> **CHECK YOUR UNDERSTANDING**
1. In the interview excerpt, what year was JA's sister born?
2. Copy the interview excerpt exactly, from "He was French" up to and including "in a shipyard.".

> **SUPPLIED PASSAGE**
★ ★ ★ ★ ★

JA: Well, I was the second child, of the post war era. The shipyard town where my parents lived in Bremerton was obviously a wartime community, and my sister was born in 1945, 4 years before I was. My father was very planful about these things. He’s a man who had a vasectomy in 1949 because he said, “I’m a teacher. I’ll never be able to afford college for more than 2 children, so this is what I what I do.”
He was French Canadian. His family came from Montreal, across Canada, trying to take advantage of the time when they were offering land for farmers to use in the middle of the country, just like the U.S. did. His family was not successful at that, but his dad was a trained mechanic, machinist. And so, they kept going west to Vancouver to the shipyards and then down ultimately down to Bremerton, where his dad worked in a shipyard.
Luckily enough for him, a local church had connection to Lynnfield College in Oregon, which is in McMinnville, Oregon, and encouraged him as a smart young man to go to college, where he met my mother who had grown up in Portland, and too, had a local church that supported low-income kids, getting to go to college.
Her family was quite impoverished. She was the youngest of 7. Her mother was born in Texas and her father in Glasgow, Scotland. And he somehow, I’ve never known the story of quite how he got as a teenager across the ocean and all the way to Texas, but he picked up my grandmother and many pregnancies, and itinerant mining and sheep sharing jobs later, they ended up in in Portland and my mother at Lynnfield.
My parents had a wonderful marriage, but I think significant for how I came to feminism in some ways. He was definitely the wise one, the leader of the family. My mother became a music teacher; middle of grade school she went back to work as a music teacher. You know, women could be smart, and talented, and needed to be, but men were in charge. And as I grew up, very early bitten by the romance bug, I went off to college expecting I was going find somebody like my mother found and that they would determine what my life looked like.
I was smart enough to do well in school, but not smart enough to work hard at it, ever. But I think that that family is a European American family. We’re white folks, majority in the northwest as we were, but they were a blue-collar history family. They were the first ones to go to college in their families and they were progressive for their time in the fifties and sixties. President of the teacher’s union, that sort of thing.
JW: And got a vasectomy.
JA: He was very planful about how life should be and my mother followed along with that and was crazy about him. But, you know, it worked for them for 70 some years. So, hard to criticize that; and raised 2 daughters and indeed put us both through college.
JW: Well, when did you first get involved in the women’s movement?

★ ★ ★ ★ ★

> **Source records**
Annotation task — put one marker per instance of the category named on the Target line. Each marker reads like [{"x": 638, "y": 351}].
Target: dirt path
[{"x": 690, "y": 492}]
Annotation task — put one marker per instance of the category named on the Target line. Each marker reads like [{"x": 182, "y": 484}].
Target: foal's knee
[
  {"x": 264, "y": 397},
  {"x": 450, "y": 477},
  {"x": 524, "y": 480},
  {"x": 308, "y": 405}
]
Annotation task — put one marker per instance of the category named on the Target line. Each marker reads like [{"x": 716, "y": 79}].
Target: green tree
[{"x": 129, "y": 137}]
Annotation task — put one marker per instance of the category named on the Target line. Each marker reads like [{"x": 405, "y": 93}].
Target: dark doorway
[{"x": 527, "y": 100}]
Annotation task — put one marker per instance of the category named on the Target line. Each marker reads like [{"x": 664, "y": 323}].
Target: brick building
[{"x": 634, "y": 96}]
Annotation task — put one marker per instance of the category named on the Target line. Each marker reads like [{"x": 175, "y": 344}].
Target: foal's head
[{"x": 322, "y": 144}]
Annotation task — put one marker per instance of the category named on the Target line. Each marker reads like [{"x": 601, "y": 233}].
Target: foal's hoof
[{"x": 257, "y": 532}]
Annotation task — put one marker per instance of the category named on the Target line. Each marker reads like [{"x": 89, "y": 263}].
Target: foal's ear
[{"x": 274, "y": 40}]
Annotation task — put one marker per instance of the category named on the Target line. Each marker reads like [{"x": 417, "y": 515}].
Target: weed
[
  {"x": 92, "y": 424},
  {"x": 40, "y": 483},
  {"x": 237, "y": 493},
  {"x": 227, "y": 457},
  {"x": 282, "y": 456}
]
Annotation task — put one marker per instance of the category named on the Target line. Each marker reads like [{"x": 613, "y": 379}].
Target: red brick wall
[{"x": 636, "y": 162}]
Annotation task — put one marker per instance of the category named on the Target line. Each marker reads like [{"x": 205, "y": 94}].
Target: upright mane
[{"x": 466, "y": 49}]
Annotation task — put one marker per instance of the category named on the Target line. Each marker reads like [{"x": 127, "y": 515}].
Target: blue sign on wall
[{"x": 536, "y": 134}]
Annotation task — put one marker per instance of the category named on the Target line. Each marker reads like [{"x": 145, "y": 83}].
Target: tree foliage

★ ★ ★ ★ ★

> **ANSWERS TO THE PROBLEMS**
1. 1945

2.
He was French Canadian. His family came from Montreal, across Canada, trying to take advantage of the time when they were offering land for farmers to use in the middle of the country, just like the U.S. did. His family was not successful at that, but his dad was a trained mechanic, machinist. And so, they kept going west to Vancouver to the shipyards and then down ultimately down to Bremerton, where his dad worked in a shipyard.